• PROBLEM TO WORK ON: Transcribe the passage on the filming of the Caterpillar dance between "Sammy Davis Jr." and "with his wishes.", inclusive.

• TEXT EXTRACT:
★ ★ ★ ★ ★ ★ ★

Sammy Davis Jr. performed in the role of "The Caterpillar" discovered atop a giant mushroom in a flower garden. The Caterpillar slithers off the mushroom to the ground where Davis dances a soft shoe number. Irwin Allen had insisted the dance area be the typical Hollywood Musical slick shinny gloss floor finish. Rehearsing on the slick floor, Davis slipped and demanded the floor be changed. Art director Hub Braden had had this problem before with dancers not able to perform on similar studio floor finish. Construction coordinator James F. Orendorff replaced the flooring surface with material that Braden requested. With it painted and dusted with sand, Davis performed his dancing segment perfectly, happy and grateful that the crew were quick to respond with his wishes.
This was Irwin Allen's last television movie. After finishing "Alice in Wonderland" Irwin Allen began production on his next movie of the week titled "Outrage". After Irwin Allen completed the "Alice In Wonderland" for CBS, he started planning a similar special using "Pinocchio" as the basis for a musical CBS-TV special two hour feature. He was in preparation and working on this project at his untimely demise.

★ ★ ★ ★ ★ ★ ★

• EXCERPTED RECORDS:
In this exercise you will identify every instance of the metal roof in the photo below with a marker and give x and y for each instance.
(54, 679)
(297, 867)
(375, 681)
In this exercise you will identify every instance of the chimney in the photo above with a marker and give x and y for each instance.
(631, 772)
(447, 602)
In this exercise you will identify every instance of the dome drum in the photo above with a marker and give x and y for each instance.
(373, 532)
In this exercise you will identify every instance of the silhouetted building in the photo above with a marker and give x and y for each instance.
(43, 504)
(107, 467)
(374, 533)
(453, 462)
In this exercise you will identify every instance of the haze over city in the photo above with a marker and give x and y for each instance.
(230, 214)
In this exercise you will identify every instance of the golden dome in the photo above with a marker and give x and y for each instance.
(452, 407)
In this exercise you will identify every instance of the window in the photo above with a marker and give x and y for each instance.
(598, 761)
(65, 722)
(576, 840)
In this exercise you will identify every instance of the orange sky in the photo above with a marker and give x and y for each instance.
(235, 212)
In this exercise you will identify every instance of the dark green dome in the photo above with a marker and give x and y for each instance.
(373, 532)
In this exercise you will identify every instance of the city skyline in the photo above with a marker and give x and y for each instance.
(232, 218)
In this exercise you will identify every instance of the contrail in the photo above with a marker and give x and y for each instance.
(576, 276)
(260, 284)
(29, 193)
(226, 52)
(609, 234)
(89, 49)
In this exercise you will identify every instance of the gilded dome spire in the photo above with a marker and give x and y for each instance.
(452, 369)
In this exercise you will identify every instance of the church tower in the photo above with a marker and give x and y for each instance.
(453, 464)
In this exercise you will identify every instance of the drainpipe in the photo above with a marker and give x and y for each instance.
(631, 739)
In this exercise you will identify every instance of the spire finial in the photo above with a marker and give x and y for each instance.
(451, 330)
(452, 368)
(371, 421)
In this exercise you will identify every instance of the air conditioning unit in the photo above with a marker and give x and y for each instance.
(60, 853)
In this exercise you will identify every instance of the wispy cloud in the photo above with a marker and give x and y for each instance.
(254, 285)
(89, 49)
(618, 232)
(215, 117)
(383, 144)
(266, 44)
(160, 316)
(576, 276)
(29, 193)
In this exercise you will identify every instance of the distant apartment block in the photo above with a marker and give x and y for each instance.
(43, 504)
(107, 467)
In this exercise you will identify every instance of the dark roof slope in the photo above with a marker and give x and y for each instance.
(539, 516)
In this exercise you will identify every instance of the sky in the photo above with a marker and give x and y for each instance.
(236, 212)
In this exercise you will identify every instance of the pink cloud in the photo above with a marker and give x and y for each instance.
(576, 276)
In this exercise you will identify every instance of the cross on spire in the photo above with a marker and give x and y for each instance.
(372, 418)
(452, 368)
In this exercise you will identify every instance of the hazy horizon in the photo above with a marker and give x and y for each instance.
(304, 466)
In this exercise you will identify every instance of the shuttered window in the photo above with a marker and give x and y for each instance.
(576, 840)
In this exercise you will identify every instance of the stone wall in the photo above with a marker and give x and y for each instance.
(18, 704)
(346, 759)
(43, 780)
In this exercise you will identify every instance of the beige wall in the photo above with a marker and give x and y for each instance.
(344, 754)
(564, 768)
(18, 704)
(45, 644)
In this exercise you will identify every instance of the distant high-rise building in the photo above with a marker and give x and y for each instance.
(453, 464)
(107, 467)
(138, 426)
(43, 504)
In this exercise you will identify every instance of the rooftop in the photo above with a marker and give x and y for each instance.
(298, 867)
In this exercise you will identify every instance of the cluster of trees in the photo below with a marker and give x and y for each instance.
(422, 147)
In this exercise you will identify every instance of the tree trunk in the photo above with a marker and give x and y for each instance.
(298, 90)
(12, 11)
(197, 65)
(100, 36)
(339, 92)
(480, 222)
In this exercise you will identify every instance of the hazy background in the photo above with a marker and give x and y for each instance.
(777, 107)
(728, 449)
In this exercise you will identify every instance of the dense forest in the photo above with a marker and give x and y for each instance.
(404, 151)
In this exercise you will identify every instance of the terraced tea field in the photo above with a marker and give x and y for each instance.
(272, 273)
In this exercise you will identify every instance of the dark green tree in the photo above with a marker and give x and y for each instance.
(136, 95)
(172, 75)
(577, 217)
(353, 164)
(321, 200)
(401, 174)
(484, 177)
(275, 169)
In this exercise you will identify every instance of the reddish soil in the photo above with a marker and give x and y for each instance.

★ ★ ★ ★ ★ ★ ★

• RESULT BELOW:
Sammy Davis Jr. performed in the role of "The Caterpillar" discovered atop a giant mushroom in a flower garden. The Caterpillar slithers off the mushroom to the ground where Davis dances a soft shoe number. Irwin Allen had insisted the dance area be the typical Hollywood Musical slick shinny gloss floor finish. Rehearsing on the slick floor, Davis slipped and demanded the floor be changed. Art director Hub Braden had had this problem before with dancers not able to perform on similar studio floor finish. Construction coordinator James F. Orendorff replaced the flooring surface with material that Braden requested. With it painted and dusted with sand, Davis performed his dancing segment perfectly, happy and grateful that the crew were quick to respond with his wishes.